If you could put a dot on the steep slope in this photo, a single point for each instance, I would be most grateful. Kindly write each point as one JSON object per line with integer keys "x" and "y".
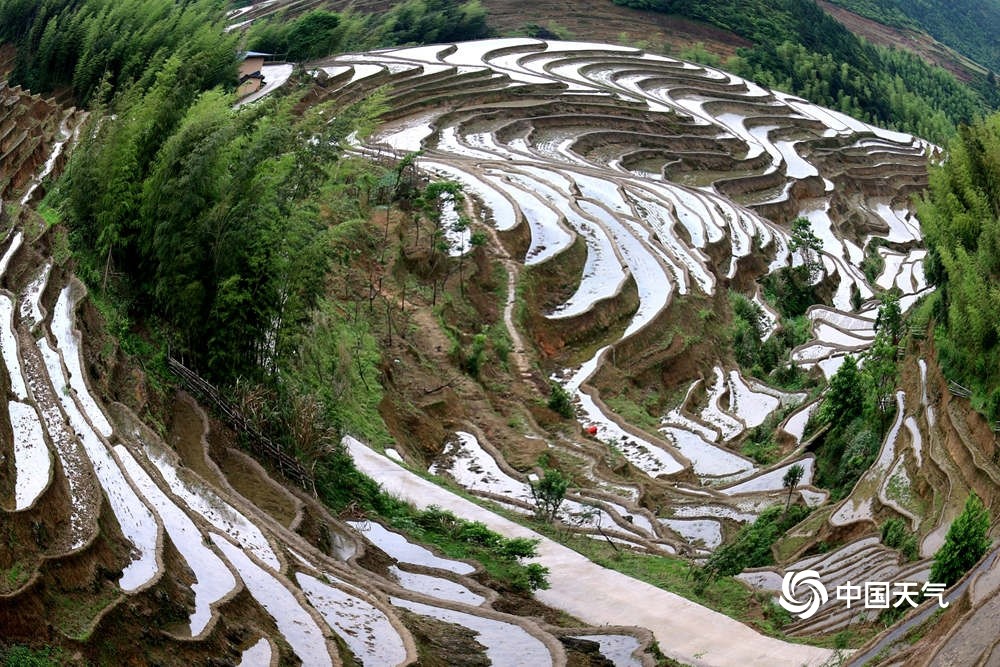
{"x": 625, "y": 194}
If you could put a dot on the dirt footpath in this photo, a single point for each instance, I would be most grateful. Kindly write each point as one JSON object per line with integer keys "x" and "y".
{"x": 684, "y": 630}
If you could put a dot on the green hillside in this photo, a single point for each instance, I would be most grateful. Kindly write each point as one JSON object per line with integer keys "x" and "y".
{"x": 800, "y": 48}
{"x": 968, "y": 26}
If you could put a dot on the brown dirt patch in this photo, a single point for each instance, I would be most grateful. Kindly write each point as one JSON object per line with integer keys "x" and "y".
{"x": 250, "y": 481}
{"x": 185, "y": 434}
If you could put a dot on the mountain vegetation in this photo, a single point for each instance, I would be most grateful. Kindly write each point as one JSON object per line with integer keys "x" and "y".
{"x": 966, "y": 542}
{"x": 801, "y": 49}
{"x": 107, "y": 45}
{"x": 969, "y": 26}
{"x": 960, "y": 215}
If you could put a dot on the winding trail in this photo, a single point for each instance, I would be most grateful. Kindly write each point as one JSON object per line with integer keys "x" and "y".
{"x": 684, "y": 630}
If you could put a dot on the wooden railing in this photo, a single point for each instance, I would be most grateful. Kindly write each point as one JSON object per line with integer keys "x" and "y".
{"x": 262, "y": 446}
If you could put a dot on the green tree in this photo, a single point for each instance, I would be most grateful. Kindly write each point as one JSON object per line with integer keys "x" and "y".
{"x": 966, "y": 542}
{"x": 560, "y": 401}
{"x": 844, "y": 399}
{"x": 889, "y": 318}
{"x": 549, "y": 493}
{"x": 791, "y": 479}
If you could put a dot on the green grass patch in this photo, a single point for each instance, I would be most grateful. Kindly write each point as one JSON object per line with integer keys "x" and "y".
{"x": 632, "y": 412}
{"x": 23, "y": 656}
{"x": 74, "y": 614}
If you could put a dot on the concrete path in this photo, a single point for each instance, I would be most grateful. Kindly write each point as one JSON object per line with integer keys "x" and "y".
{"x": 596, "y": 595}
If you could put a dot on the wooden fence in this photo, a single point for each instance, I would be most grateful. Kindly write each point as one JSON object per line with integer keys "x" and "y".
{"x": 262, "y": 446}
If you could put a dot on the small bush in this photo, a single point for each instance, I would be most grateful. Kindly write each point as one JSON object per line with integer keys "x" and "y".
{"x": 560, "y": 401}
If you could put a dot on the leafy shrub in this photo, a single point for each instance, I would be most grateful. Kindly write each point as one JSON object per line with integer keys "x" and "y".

● ● ●

[Work order]
Each entry is to be returned precisely as it appears, but the pictures are to be dropped.

[Task output]
If you could put a dot on the steep slope in this photo, a single point for each instance, I would be most grateful. Kindly write each point as one JSON object per line with integer keys "x" and "y".
{"x": 625, "y": 194}
If you could put a dot on the dirt footpath in this photo, a single point for each instance, I would be most grateful. Kindly write each point as one JSON object per line with integer keys "x" and "y".
{"x": 684, "y": 630}
If you could put a dot on the green hillside in this photo, a single point for each instance, I would be most grateful. Kindly write each point as one JSON object per line with integer keys "x" and "y".
{"x": 800, "y": 48}
{"x": 968, "y": 26}
If you could put a dot on the brown dirt patch in this photo, a single point for each instance, I would be most grateful. Kindly write each point as one JSON object per line with integer keys "x" and "y".
{"x": 250, "y": 481}
{"x": 185, "y": 434}
If you could put a dot on the mountain vegetation in this photo, a single point for each instance, I would be most grateful. Kindly write each point as one JSON object per line with integer keys "x" and "y".
{"x": 966, "y": 542}
{"x": 801, "y": 49}
{"x": 107, "y": 45}
{"x": 969, "y": 26}
{"x": 960, "y": 215}
If you could put a dot on the winding trail in this photo, a single point for each instance, I would be most grateful. Kindly write each point as one JSON object per line with integer keys "x" and "y".
{"x": 684, "y": 630}
If you could put a dot on the wooden railing in this photo, a single point for each instance, I would be most grateful. Kindly write each point as one JSON object per line with integer keys "x" and "y".
{"x": 262, "y": 446}
If you could put a dot on the green tree in this photo, a single point for each instance, I would be most grateful. Kindly write each point as one JSON object per line with integer keys "x" and "y".
{"x": 966, "y": 542}
{"x": 560, "y": 401}
{"x": 844, "y": 399}
{"x": 889, "y": 318}
{"x": 549, "y": 493}
{"x": 791, "y": 479}
If you could put a dot on the green grass patch in this photo, a single point for each instance, I would be most grateful. Kindly write each point as one JSON object per line with integer keys "x" and "y".
{"x": 632, "y": 412}
{"x": 23, "y": 656}
{"x": 74, "y": 614}
If you could put a dot on the concrete path in this photo, a single point for each instance, I would be most grateful. Kindly write each point as one JSON object per line with integer keys "x" and "y".
{"x": 596, "y": 595}
If you could put a dot on the wooden fence in this photo, a single point for each instance, I would be most grateful. Kindly write each point as one JSON object per line with integer keys "x" and "y".
{"x": 262, "y": 446}
If you could put a dot on the small bush in this photo, a single point for each instance, I would be most grateful. Kindly write each point as one JSON object per line with integer keys "x" and "y".
{"x": 560, "y": 401}
If you could put a dot on the leafy shrub in this photo, a single point for each instance, I would be most grateful. Kindly write each point as one JSON object per line with integer keys "x" and "y".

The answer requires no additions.